§ WHAT THE TASK ASKS: Turn every line of the records below into a JSON list of strings, one string per line, with blank lines and the picture lines left out.

§ GIVEN DATA:
+ + + +

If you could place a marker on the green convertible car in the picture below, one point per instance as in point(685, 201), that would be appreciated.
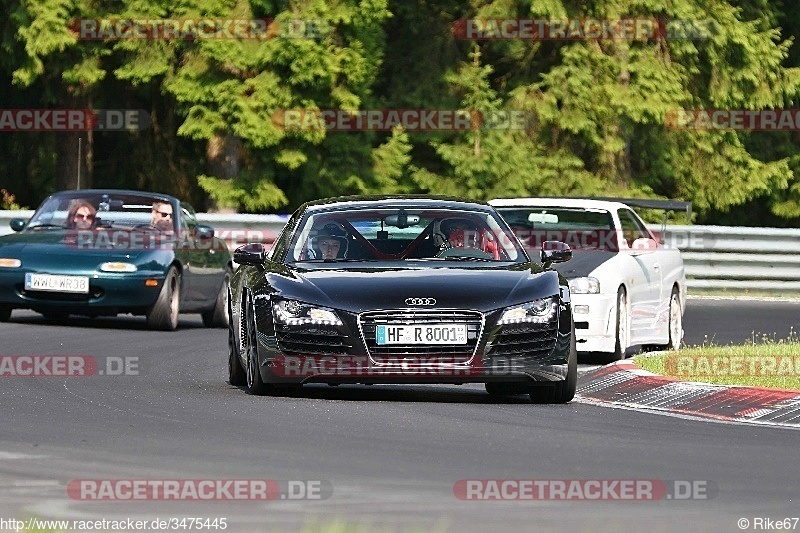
point(105, 252)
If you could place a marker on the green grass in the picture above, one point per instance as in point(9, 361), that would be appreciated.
point(734, 293)
point(762, 362)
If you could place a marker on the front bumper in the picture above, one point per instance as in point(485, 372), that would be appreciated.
point(108, 292)
point(493, 359)
point(595, 318)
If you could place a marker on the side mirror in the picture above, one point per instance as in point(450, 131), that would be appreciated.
point(204, 232)
point(252, 253)
point(555, 252)
point(17, 224)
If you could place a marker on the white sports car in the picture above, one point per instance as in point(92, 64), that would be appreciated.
point(627, 287)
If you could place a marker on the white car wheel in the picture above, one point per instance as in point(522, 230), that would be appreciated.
point(623, 327)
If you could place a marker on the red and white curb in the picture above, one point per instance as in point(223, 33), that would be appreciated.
point(624, 384)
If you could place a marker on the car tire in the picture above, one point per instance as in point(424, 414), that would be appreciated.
point(255, 384)
point(163, 315)
point(217, 317)
point(236, 374)
point(565, 391)
point(675, 322)
point(623, 327)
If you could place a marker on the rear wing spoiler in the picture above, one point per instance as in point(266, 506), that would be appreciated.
point(663, 205)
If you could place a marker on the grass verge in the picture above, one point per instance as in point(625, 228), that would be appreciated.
point(763, 363)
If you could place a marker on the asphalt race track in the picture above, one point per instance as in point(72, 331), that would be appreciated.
point(387, 457)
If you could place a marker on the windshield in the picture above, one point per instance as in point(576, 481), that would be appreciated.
point(404, 234)
point(580, 228)
point(89, 210)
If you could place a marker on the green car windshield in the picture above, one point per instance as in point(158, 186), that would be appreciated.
point(119, 210)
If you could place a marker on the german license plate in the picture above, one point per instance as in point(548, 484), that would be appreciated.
point(422, 334)
point(54, 283)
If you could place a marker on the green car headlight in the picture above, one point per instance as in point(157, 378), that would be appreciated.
point(294, 313)
point(536, 312)
point(7, 262)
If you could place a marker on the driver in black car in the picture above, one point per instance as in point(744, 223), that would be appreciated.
point(455, 233)
point(330, 242)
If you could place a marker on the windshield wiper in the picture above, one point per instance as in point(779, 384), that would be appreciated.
point(466, 258)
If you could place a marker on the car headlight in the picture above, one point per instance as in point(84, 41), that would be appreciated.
point(7, 262)
point(584, 286)
point(294, 313)
point(535, 312)
point(118, 267)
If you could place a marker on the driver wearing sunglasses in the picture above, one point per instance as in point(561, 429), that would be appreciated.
point(162, 216)
point(81, 215)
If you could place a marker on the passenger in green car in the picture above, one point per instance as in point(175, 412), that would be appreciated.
point(162, 216)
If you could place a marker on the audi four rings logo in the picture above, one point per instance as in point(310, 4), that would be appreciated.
point(420, 301)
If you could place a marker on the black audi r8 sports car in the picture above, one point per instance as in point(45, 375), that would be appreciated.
point(400, 289)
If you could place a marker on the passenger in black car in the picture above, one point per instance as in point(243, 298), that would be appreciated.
point(330, 242)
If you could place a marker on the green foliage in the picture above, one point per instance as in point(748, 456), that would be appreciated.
point(597, 113)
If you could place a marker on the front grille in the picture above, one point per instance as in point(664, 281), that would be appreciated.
point(529, 340)
point(455, 353)
point(94, 293)
point(310, 340)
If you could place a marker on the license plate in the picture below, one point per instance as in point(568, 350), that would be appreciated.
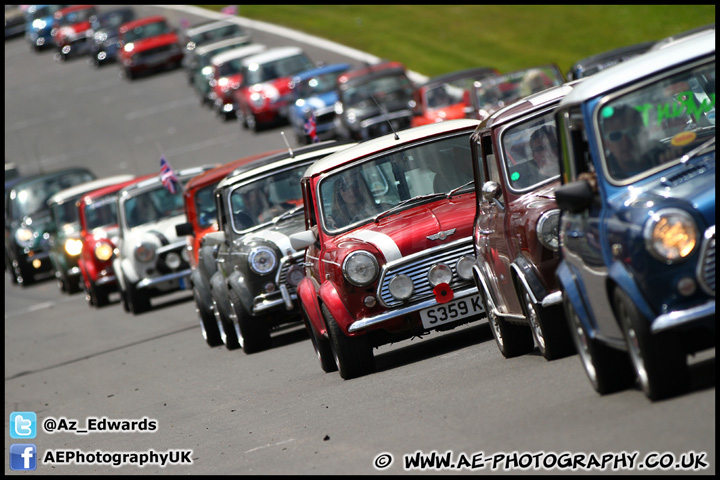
point(454, 310)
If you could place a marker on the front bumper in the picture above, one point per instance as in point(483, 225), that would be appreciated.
point(394, 313)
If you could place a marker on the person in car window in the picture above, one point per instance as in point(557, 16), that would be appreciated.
point(543, 143)
point(352, 201)
point(627, 148)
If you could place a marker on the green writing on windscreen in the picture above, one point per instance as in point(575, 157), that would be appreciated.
point(684, 105)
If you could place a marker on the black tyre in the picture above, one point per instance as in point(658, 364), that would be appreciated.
point(23, 275)
point(225, 327)
point(137, 302)
point(608, 369)
point(549, 328)
point(512, 340)
point(252, 331)
point(353, 355)
point(320, 344)
point(208, 324)
point(658, 359)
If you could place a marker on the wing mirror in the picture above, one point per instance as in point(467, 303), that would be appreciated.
point(302, 240)
point(574, 197)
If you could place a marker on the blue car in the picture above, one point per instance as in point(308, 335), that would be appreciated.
point(314, 94)
point(637, 228)
point(39, 24)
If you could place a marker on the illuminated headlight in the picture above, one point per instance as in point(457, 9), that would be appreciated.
point(670, 235)
point(73, 246)
point(360, 268)
point(401, 287)
point(547, 229)
point(295, 275)
point(257, 99)
point(172, 260)
point(145, 252)
point(464, 267)
point(439, 273)
point(103, 251)
point(25, 237)
point(262, 260)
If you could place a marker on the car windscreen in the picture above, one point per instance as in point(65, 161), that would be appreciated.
point(30, 198)
point(655, 124)
point(261, 200)
point(152, 206)
point(101, 213)
point(432, 169)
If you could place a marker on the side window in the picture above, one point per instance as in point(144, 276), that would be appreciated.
point(489, 157)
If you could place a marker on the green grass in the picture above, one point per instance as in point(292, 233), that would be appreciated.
point(436, 39)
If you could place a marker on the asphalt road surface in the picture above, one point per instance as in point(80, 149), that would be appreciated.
point(216, 411)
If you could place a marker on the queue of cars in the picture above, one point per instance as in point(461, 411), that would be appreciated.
point(574, 216)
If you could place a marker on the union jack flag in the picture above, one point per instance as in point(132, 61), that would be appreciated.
point(229, 10)
point(310, 129)
point(167, 175)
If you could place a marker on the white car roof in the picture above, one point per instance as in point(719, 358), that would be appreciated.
point(647, 64)
point(273, 54)
point(207, 27)
point(282, 163)
point(83, 188)
point(371, 146)
point(205, 49)
point(239, 52)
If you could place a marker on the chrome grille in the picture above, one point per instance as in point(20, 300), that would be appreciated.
point(416, 267)
point(706, 265)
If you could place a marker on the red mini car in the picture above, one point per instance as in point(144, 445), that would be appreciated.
point(98, 233)
point(389, 243)
point(447, 97)
point(72, 33)
point(264, 94)
point(148, 44)
point(517, 169)
point(226, 77)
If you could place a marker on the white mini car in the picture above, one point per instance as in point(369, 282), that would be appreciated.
point(150, 259)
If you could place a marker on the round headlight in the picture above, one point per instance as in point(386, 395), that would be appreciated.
point(670, 235)
point(360, 268)
point(547, 229)
point(401, 287)
point(262, 260)
point(25, 237)
point(73, 246)
point(464, 267)
point(145, 252)
point(172, 260)
point(103, 251)
point(439, 273)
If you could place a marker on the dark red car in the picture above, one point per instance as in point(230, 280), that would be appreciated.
point(148, 44)
point(517, 169)
point(265, 90)
point(72, 32)
point(389, 243)
point(98, 233)
point(447, 97)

+ + + +

§ EXERCISE RESPONSE:
[
  "If you could place a marker on the green convertible car in the picture below, one point per instance as in point(685, 201), that would be appreciated.",
  "point(105, 252)",
  "If you could place a marker on the green grass in the picture above, one point per instance as in point(9, 361), that would be appreciated.",
  "point(734, 293)",
  "point(762, 362)",
  "If you could place a marker on the front bumper in the picture above, one point per instance as in point(485, 372), that would be appreciated.",
  "point(108, 292)",
  "point(493, 359)",
  "point(595, 318)",
  "If you could place a marker on the side mirror in the picture above, one point per instance as in point(450, 131), that would be appreciated.",
  "point(204, 232)",
  "point(252, 253)",
  "point(555, 252)",
  "point(17, 224)",
  "If you could place a marker on the white sports car in the picture above, one point per instance as in point(92, 64), that would be appreciated.",
  "point(627, 287)",
  "If you could place a marker on the white car wheel in the picture above, one point per instance as in point(522, 230), that would be appreciated.",
  "point(623, 327)",
  "If you could place a marker on the red and white curb in the picture above, one point per instance as in point(223, 33), that would be appreciated.",
  "point(624, 384)",
  "If you could place a marker on the car tire in the picture above, one point per instance as in point(424, 414), that would be appreciated.",
  "point(255, 384)",
  "point(163, 315)",
  "point(217, 317)",
  "point(236, 374)",
  "point(565, 391)",
  "point(675, 322)",
  "point(623, 327)",
  "If you could place a marker on the rear wing spoiler in the picture above, one point per instance as in point(266, 506), that would be appreciated.",
  "point(663, 205)",
  "If you could place a marker on the grass verge in the picture above, one point per instance as in point(625, 228), that would be appreciated.",
  "point(763, 363)",
  "If you could place a marker on the asphalt race track in the picture above, one point per instance as in point(72, 331), that would be appreciated.",
  "point(387, 457)",
  "If you could place a marker on the windshield in the picture above, one point per instance as in point(576, 481), that would be appreciated.",
  "point(404, 234)",
  "point(580, 228)",
  "point(89, 210)",
  "If you could place a marker on the green car windshield in the picture above, one point per instance as in point(158, 186), that would be appreciated.",
  "point(119, 210)",
  "If you could place a marker on the german license plate in the picture above, one point per instance as in point(548, 484), that would be appreciated.",
  "point(422, 334)",
  "point(54, 283)",
  "If you could place a marker on the green car headlight in the picture above, one point per instance as in point(157, 378), that would be appreciated.",
  "point(294, 313)",
  "point(536, 312)",
  "point(7, 262)",
  "If you could place a marker on the driver in black car in the picture above, one point per instance as in point(744, 223), that would be appreciated.",
  "point(455, 233)",
  "point(330, 242)",
  "If you could place a marker on the windshield wiper in the picture above, one point per instance as in point(779, 384), that would be appreciated.",
  "point(466, 258)",
  "If you could place a marker on the car headlight in the picture above, one point per instance as in point(84, 41), that would be appreciated.",
  "point(7, 262)",
  "point(584, 286)",
  "point(294, 313)",
  "point(535, 312)",
  "point(118, 267)",
  "If you could place a marker on the driver wearing sunglasses in the picture above, one point per instance as in point(561, 429), that would be appreciated.",
  "point(162, 216)",
  "point(81, 215)",
  "If you could place a marker on the passenger in green car in the picture above, one point per instance as in point(175, 412), that would be appreciated.",
  "point(162, 216)",
  "If you could place a marker on the audi four rings logo in the picture above, one point per instance as in point(310, 4), that would be appreciated.",
  "point(420, 301)",
  "If you could place a marker on the black audi r8 sports car in the picture above, one point per instance as in point(45, 375), that would be appreciated.",
  "point(400, 289)",
  "If you could place a marker on the passenger in black car in the picture above, one point per instance as in point(243, 298), that would be appreciated.",
  "point(330, 242)",
  "If you could place a marker on the green foliage in the picture above, one point per instance as in point(748, 456), that would be appreciated.",
  "point(597, 113)",
  "If you could place a marker on the front grille in the picture above, one point per instance as in point(664, 281), that would be appreciated.",
  "point(529, 340)",
  "point(455, 353)",
  "point(94, 293)",
  "point(310, 340)",
  "If you could place a marker on the license plate in the picture below, one point per instance as in point(568, 350), that would be appreciated.",
  "point(454, 310)",
  "If you could place a marker on the front bumper in the picture above, one point per instance as in point(483, 225), that would be appreciated.",
  "point(394, 313)",
  "If you could place a marker on the person in car window in the picture above, one point per instance as in point(557, 16), that would be appreciated.",
  "point(543, 143)",
  "point(352, 201)",
  "point(627, 148)",
  "If you could place a marker on the green writing on windscreen in the picture above, one point per instance as in point(575, 157), that would be appreciated.",
  "point(684, 105)",
  "If you could place a marker on the black tyre in the picture above, one point per instance as in point(658, 364), that would be appreciated.",
  "point(23, 275)",
  "point(225, 327)",
  "point(137, 302)",
  "point(608, 369)",
  "point(549, 328)",
  "point(512, 340)",
  "point(252, 331)",
  "point(353, 355)",
  "point(320, 344)",
  "point(208, 324)",
  "point(658, 359)",
  "If you could place a marker on the wing mirror in the picture above, one point per instance as in point(467, 303), that would be appreciated.",
  "point(302, 240)",
  "point(574, 197)",
  "If you could place a marker on the blue car in the picture above, one point per instance as in point(308, 335), that would be appreciated.",
  "point(314, 94)",
  "point(637, 228)",
  "point(39, 24)",
  "If you could place a marker on the illuminated headlight in the picture above, one point per instance as in point(457, 9), that would be appreciated.",
  "point(670, 235)",
  "point(73, 246)",
  "point(360, 268)",
  "point(401, 287)",
  "point(547, 229)",
  "point(295, 275)",
  "point(257, 99)",
  "point(172, 260)",
  "point(145, 252)",
  "point(464, 267)",
  "point(439, 273)",
  "point(103, 251)",
  "point(25, 237)",
  "point(262, 260)",
  "If you could place a marker on the car windscreen in the picture above, one point per instance as in point(65, 161), that would be appreciated.",
  "point(30, 198)",
  "point(655, 124)",
  "point(261, 200)",
  "point(152, 206)",
  "point(101, 213)",
  "point(432, 169)",
  "If you could place a marker on the side window in the picture above, one point per instance as in point(144, 276), that would be appreciated.",
  "point(489, 157)",
  "If you could place a marker on the green grass in the picture above, one point per instance as in point(292, 233), that would be appreciated.",
  "point(436, 39)",
  "If you could place a marker on the asphalt road surface in the picture above, one point per instance as in point(80, 149), that would be appreciated.",
  "point(216, 411)",
  "If you could place a marker on the queue of cars in the picture above, one point per instance as in point(461, 411), that would be appreciated.",
  "point(574, 216)",
  "If you could place a marker on the union jack flag in the picture above, one point per instance as in point(132, 61), that would be appreciated.",
  "point(229, 10)",
  "point(310, 129)",
  "point(167, 175)",
  "If you could place a marker on the white car roof in the picture above, one point per instance as in point(719, 358), that would be appreciated.",
  "point(647, 64)",
  "point(273, 54)",
  "point(207, 27)",
  "point(282, 163)",
  "point(83, 188)",
  "point(371, 146)",
  "point(205, 49)",
  "point(239, 52)",
  "If you could place a marker on the chrome grille in the picture above, one point per instance as in point(20, 300), that would be appreciated.",
  "point(416, 267)",
  "point(706, 265)",
  "If you could place a marker on the red mini car in the picture above, one point per instance as in point(144, 445), that would be appreciated.",
  "point(98, 233)",
  "point(389, 243)",
  "point(447, 97)",
  "point(72, 33)",
  "point(264, 94)",
  "point(148, 44)",
  "point(517, 169)",
  "point(226, 77)",
  "If you could place a marker on the white mini car in the picture above, one point per instance as in point(369, 282), that would be appreciated.",
  "point(150, 259)",
  "If you could place a marker on the round headlight in the picture above, one point per instance as in point(386, 395), that would be appreciated.",
  "point(670, 235)",
  "point(360, 268)",
  "point(547, 229)",
  "point(401, 287)",
  "point(262, 260)",
  "point(25, 237)",
  "point(73, 246)",
  "point(464, 267)",
  "point(145, 252)",
  "point(172, 260)",
  "point(103, 251)",
  "point(439, 273)",
  "If you could place a marker on the dark red car in the picture above, one point per instance as in point(230, 280), that would be appreciated.",
  "point(148, 44)",
  "point(517, 169)",
  "point(265, 90)",
  "point(72, 32)",
  "point(389, 243)",
  "point(98, 233)",
  "point(447, 97)"
]